═══ Record extracts
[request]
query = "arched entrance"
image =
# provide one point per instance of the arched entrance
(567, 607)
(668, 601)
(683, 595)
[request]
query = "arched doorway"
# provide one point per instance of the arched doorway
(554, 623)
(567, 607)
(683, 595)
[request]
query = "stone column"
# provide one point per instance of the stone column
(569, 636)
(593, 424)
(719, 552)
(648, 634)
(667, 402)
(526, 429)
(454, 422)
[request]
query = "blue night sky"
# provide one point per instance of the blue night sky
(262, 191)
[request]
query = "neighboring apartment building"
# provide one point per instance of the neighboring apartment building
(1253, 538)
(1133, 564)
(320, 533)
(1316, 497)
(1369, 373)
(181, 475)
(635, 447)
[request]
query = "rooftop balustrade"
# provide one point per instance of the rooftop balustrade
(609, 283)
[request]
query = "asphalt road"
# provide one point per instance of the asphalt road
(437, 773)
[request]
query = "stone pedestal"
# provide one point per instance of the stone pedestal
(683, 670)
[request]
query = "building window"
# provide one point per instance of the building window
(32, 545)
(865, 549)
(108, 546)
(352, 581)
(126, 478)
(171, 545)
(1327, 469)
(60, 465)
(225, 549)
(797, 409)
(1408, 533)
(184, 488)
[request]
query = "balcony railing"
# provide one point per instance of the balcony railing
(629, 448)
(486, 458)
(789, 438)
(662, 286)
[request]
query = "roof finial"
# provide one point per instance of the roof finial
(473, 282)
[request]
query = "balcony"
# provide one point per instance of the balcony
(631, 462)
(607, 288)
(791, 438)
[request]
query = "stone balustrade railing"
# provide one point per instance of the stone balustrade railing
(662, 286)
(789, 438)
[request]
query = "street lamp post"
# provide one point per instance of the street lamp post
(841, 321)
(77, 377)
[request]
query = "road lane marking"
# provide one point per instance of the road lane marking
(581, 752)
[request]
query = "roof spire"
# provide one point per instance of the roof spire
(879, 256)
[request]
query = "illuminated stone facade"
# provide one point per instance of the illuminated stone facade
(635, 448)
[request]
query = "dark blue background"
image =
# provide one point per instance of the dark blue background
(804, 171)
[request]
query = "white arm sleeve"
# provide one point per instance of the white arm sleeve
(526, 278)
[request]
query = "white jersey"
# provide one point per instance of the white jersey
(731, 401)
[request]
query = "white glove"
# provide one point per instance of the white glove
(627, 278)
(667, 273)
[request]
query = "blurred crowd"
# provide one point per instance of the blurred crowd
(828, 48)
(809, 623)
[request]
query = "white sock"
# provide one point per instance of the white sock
══════
- _Request_
All of the data must be returned exactly.

- _In response_
[request]
query = "arched entrance"
image =
# provide one point per instance of the arched entrance
(567, 607)
(668, 601)
(683, 595)
[request]
query = "arched doorway"
# provide one point per instance of the arched doorway
(554, 623)
(567, 607)
(683, 595)
[request]
query = "stone column"
# provide one point per instance of the stone column
(569, 636)
(593, 424)
(719, 552)
(648, 634)
(667, 402)
(526, 429)
(454, 422)
[request]
query = "blue night sky"
# provide one point per instance of the blue night sky
(262, 191)
[request]
query = "neighboring apartment building"
# provide one point per instance of the neighboring apartment building
(1253, 538)
(1133, 564)
(320, 533)
(1316, 497)
(1369, 373)
(181, 475)
(635, 447)
[request]
query = "rooftop balustrade"
# provide one point per instance of the rooftop balustrade
(609, 283)
[request]
query = "asphalt road"
# provide one point per instance of the asphalt road
(437, 773)
[request]
query = "stone pedestal"
# provide one point per instance of the stone pedestal
(683, 670)
[request]
query = "building window"
# provide one point per instance of the building window
(32, 545)
(865, 549)
(108, 546)
(352, 581)
(126, 478)
(171, 545)
(1327, 469)
(60, 465)
(225, 549)
(797, 409)
(1408, 533)
(184, 488)
[request]
query = "balcony railing"
# provide one point per instance of the balcony railing
(629, 448)
(486, 458)
(789, 438)
(662, 286)
[request]
query = "roof finial"
# provide one point per instance of the roof finial
(473, 282)
[request]
query = "balcony"
# provide one point per instance of the balcony
(631, 462)
(607, 288)
(791, 438)
[request]
query = "stone balustrade railing"
# provide one point per instance of the stone balustrade railing
(662, 286)
(789, 438)
[request]
query = "street lamp post"
# provide one point per instance of the street lamp post
(841, 321)
(77, 377)
[request]
query = "road lane marking"
# provide one point per instance of the road lane marking
(581, 752)
[request]
query = "roof spire"
# provide one point per instance of the roof spire
(879, 256)
[request]
query = "illuminated stone facade"
# provide one point per instance of the illuminated stone facade
(635, 448)
[request]
query = "dark blue background"
image =
# provide one point per instance of the dark blue background
(804, 171)
[request]
query = "white arm sleeve"
# provide one point per instance of the white arm sleeve
(526, 278)
[request]
query = "white jersey"
# provide one point per instance of the white jersey
(731, 401)
[request]
query = "white glove"
# provide one point per instance of the white glove
(627, 278)
(667, 273)
[request]
query = "blurred crowd"
# provide one point per instance of the blurred crowd
(828, 48)
(809, 623)
[request]
query = "white sock"
# provide one point per instance of the white sock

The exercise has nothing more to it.